### Stored data entries

• • •

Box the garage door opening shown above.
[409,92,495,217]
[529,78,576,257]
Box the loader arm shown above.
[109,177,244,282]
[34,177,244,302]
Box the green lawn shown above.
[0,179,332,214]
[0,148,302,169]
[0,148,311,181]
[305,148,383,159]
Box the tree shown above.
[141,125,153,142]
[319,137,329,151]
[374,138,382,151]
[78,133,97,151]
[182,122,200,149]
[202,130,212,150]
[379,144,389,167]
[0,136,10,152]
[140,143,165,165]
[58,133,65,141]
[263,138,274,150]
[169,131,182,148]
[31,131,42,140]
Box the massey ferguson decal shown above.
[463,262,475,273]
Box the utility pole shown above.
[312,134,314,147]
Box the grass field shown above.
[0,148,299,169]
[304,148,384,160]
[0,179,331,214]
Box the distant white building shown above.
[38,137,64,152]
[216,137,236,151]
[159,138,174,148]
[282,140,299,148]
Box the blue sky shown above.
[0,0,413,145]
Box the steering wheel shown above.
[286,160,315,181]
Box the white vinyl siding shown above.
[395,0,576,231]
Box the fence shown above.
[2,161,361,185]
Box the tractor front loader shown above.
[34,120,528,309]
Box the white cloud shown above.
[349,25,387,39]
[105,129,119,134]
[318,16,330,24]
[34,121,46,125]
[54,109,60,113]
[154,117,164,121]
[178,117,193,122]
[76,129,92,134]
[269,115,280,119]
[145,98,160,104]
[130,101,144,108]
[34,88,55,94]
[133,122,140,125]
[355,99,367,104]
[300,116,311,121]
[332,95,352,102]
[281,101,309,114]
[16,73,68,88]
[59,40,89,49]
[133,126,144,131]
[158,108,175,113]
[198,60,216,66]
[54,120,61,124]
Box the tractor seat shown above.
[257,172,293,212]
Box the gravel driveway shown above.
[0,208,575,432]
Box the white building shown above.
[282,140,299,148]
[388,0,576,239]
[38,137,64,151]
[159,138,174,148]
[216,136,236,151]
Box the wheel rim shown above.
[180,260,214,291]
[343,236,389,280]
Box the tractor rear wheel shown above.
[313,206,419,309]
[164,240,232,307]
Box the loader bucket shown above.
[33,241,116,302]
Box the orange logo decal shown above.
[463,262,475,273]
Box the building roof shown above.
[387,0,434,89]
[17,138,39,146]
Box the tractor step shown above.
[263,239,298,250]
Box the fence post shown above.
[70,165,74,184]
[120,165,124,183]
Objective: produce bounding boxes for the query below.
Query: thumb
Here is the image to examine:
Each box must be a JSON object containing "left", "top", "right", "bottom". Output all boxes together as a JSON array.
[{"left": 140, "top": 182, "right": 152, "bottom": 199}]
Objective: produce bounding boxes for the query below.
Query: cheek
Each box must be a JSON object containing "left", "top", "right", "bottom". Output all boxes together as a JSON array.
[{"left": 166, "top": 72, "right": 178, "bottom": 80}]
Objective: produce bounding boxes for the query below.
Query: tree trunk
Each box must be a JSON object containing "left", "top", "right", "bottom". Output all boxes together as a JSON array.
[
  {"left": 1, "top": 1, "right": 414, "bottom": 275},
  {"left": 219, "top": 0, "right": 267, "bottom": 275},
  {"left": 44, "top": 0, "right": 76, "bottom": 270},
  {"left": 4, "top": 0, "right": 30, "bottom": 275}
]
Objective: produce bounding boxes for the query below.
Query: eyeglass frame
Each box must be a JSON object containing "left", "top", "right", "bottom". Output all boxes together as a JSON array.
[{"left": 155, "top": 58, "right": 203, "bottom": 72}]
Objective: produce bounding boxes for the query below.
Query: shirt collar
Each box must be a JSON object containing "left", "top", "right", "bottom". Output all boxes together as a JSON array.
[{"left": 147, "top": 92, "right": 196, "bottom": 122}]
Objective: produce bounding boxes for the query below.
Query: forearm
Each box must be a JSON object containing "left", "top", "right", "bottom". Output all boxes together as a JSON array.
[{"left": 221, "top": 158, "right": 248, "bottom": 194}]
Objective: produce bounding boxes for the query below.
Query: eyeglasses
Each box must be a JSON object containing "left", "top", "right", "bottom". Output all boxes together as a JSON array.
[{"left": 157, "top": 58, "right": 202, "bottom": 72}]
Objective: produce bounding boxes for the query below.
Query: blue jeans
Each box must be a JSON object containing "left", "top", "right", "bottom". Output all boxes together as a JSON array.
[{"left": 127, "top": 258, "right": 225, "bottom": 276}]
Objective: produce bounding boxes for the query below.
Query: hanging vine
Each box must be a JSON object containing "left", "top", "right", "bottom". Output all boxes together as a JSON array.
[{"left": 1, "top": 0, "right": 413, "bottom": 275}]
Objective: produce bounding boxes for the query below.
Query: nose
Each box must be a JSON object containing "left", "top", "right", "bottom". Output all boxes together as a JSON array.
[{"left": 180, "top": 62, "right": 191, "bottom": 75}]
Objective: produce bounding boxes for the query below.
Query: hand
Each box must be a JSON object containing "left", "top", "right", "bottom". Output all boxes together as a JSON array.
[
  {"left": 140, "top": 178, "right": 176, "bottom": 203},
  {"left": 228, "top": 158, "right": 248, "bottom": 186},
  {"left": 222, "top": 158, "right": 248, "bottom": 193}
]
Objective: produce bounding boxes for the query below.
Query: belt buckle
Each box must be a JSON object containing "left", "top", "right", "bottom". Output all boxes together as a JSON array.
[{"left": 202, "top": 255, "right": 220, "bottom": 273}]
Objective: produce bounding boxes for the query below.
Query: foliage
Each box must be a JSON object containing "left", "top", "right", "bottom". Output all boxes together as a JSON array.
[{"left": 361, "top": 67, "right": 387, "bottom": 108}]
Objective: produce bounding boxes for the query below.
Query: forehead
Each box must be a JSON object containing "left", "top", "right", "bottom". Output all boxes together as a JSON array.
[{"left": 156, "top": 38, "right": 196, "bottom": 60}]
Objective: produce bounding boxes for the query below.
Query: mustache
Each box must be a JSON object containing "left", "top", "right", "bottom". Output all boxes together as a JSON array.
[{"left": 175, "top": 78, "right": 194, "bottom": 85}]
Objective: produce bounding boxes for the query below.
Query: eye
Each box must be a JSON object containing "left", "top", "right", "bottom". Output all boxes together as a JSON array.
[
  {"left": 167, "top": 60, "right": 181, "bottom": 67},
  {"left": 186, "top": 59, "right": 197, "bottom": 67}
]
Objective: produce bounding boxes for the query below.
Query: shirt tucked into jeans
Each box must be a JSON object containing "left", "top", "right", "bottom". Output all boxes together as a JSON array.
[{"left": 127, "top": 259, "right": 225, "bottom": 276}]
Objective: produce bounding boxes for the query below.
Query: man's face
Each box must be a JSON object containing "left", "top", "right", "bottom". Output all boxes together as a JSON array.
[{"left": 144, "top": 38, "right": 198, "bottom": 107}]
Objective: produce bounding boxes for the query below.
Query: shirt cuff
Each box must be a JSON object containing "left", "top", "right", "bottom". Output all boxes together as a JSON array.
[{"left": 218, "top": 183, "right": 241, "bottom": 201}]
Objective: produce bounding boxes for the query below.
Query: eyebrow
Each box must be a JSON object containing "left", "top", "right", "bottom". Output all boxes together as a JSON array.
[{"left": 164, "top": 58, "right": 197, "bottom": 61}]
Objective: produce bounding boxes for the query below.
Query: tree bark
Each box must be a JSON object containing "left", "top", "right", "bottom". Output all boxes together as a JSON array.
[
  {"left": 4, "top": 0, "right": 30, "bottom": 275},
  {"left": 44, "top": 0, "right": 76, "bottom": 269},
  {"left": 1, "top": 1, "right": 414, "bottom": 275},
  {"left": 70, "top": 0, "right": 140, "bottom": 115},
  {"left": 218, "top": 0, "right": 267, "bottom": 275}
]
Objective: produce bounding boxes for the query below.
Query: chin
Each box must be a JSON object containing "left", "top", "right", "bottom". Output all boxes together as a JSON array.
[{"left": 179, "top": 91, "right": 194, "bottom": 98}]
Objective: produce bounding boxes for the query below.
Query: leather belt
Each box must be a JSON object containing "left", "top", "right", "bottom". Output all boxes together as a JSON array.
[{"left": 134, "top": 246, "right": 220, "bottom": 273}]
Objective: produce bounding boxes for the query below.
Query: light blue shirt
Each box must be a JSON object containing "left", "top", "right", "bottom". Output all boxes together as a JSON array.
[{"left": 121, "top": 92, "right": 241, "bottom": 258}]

• • •

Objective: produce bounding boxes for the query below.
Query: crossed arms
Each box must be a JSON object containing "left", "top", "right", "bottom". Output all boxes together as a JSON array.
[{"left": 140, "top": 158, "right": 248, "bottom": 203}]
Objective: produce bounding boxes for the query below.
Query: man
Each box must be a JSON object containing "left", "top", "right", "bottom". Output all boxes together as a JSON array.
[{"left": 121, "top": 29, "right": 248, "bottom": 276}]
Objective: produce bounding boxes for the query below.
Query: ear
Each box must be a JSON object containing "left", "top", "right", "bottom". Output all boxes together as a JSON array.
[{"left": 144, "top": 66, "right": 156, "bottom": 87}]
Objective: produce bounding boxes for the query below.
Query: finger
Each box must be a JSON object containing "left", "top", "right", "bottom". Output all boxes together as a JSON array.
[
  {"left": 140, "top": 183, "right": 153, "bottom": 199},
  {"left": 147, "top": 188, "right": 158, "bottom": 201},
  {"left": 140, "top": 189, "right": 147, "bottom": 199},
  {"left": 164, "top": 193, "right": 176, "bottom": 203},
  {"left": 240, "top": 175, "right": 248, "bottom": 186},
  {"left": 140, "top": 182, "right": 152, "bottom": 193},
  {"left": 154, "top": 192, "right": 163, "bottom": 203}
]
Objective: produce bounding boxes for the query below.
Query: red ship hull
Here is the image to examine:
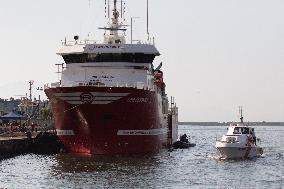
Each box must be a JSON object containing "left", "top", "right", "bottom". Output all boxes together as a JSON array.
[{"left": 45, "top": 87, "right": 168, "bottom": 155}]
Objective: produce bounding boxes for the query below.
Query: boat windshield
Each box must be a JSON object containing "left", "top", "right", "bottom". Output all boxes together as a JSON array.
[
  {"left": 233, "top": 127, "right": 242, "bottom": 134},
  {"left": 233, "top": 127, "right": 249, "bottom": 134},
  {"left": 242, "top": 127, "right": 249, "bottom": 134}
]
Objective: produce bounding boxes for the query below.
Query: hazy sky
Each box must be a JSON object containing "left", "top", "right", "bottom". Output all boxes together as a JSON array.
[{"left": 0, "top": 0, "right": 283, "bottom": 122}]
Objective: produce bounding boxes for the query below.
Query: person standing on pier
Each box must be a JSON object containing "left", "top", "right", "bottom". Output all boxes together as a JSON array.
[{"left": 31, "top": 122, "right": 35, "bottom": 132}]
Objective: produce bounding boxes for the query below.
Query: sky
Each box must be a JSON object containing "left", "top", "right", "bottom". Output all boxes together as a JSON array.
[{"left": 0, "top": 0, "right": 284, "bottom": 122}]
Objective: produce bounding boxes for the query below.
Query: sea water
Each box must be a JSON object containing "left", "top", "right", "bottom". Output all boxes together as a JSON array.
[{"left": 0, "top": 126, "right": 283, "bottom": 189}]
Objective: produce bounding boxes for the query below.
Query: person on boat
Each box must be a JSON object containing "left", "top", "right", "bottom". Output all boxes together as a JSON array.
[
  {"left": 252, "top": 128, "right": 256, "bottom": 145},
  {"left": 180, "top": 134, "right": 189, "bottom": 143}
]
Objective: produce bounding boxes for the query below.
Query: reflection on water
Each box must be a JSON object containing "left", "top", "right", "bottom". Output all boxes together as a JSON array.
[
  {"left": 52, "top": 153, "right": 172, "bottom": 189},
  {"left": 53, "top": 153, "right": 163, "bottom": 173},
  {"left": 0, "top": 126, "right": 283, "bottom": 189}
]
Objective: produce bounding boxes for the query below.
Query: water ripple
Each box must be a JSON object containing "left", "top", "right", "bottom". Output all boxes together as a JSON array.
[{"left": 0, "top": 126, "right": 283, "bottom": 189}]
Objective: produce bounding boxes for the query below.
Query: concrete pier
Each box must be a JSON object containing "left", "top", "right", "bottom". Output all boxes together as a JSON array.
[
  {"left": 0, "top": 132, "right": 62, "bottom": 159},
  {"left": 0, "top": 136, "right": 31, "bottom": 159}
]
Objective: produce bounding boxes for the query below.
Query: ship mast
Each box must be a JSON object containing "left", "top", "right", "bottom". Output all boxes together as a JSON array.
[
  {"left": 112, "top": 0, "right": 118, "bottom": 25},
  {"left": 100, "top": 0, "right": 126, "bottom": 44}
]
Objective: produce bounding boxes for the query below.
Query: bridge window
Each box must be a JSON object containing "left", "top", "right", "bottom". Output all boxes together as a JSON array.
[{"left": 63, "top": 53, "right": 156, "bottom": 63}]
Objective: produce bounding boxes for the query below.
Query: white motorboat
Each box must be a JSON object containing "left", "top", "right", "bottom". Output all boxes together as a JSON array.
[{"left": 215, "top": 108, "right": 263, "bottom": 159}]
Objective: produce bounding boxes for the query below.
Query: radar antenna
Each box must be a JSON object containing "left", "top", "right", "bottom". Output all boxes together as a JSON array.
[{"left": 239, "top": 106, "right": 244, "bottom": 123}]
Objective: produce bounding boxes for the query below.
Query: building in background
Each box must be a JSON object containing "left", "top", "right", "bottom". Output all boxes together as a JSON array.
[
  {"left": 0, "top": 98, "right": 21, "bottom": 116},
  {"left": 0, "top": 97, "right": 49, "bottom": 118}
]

• • •

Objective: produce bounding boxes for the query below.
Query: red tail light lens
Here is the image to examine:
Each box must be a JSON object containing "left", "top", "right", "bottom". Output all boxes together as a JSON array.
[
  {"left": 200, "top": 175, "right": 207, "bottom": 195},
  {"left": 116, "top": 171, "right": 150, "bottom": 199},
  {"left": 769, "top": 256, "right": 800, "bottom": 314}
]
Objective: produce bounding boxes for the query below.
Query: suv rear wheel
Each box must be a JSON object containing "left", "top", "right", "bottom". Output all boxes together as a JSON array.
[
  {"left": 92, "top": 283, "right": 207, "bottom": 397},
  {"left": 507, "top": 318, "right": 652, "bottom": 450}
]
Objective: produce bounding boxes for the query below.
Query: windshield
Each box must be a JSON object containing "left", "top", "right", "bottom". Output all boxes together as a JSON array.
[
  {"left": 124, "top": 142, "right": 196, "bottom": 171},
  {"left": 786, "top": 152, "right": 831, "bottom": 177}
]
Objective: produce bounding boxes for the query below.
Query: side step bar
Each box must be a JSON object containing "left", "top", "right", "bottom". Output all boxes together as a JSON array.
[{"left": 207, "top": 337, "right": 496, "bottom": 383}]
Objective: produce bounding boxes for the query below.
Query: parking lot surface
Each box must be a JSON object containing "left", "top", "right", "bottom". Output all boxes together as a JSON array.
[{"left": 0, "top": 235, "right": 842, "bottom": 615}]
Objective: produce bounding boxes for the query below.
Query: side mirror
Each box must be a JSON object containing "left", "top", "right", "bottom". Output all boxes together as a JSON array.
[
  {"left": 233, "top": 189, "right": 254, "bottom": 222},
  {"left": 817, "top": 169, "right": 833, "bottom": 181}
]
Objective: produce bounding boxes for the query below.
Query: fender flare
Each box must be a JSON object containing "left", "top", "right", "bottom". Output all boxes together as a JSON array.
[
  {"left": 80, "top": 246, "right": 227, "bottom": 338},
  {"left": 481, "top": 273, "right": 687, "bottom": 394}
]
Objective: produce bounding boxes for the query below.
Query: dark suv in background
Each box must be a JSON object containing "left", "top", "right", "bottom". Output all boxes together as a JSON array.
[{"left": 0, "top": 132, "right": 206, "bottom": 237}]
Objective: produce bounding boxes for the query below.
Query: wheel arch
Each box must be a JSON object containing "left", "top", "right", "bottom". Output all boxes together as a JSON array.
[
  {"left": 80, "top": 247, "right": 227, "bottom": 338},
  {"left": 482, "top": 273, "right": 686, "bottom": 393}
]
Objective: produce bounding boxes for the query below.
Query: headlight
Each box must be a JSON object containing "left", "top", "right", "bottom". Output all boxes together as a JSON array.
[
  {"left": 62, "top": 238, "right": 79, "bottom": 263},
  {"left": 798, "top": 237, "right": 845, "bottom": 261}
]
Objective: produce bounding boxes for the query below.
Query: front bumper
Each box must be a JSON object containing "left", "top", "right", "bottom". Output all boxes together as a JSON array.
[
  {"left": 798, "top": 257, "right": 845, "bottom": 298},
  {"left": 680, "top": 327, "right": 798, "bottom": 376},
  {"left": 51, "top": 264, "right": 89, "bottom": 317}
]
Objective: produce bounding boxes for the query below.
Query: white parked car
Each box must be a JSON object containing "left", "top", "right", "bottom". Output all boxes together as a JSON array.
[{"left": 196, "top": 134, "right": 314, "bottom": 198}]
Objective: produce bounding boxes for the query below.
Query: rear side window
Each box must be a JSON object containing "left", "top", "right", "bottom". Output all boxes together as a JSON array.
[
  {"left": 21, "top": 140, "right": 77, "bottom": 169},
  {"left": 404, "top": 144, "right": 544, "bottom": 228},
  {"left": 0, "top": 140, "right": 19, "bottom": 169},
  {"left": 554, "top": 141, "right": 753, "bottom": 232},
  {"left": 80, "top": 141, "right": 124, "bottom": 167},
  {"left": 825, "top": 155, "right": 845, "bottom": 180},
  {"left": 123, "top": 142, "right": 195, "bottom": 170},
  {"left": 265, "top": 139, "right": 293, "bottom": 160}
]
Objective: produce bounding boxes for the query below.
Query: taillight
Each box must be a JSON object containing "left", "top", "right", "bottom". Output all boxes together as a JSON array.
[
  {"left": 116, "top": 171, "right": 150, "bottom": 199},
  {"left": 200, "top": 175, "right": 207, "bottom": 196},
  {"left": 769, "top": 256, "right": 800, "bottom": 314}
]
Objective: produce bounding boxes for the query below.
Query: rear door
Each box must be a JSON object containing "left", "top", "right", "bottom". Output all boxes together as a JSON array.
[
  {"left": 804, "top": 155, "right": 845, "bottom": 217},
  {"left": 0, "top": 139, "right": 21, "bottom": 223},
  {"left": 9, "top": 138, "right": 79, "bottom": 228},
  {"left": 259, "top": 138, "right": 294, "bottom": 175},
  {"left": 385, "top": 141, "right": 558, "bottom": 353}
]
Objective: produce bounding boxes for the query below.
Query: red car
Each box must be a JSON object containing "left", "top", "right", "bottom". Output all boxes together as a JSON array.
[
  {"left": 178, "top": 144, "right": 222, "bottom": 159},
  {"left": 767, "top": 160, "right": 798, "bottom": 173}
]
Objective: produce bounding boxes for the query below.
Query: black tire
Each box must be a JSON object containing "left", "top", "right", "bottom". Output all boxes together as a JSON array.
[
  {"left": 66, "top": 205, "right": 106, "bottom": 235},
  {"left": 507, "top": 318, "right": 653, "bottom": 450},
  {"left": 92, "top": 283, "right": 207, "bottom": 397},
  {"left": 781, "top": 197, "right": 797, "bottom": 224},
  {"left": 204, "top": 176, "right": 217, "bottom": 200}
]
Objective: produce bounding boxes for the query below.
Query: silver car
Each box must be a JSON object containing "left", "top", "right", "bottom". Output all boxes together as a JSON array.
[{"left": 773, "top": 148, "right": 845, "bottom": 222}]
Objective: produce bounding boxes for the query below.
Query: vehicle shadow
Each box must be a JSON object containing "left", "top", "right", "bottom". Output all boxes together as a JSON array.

• • •

### Assignment
Looking at the entries above, state how many lines contain "belt"; give the number alone.

### Result for this exercise
2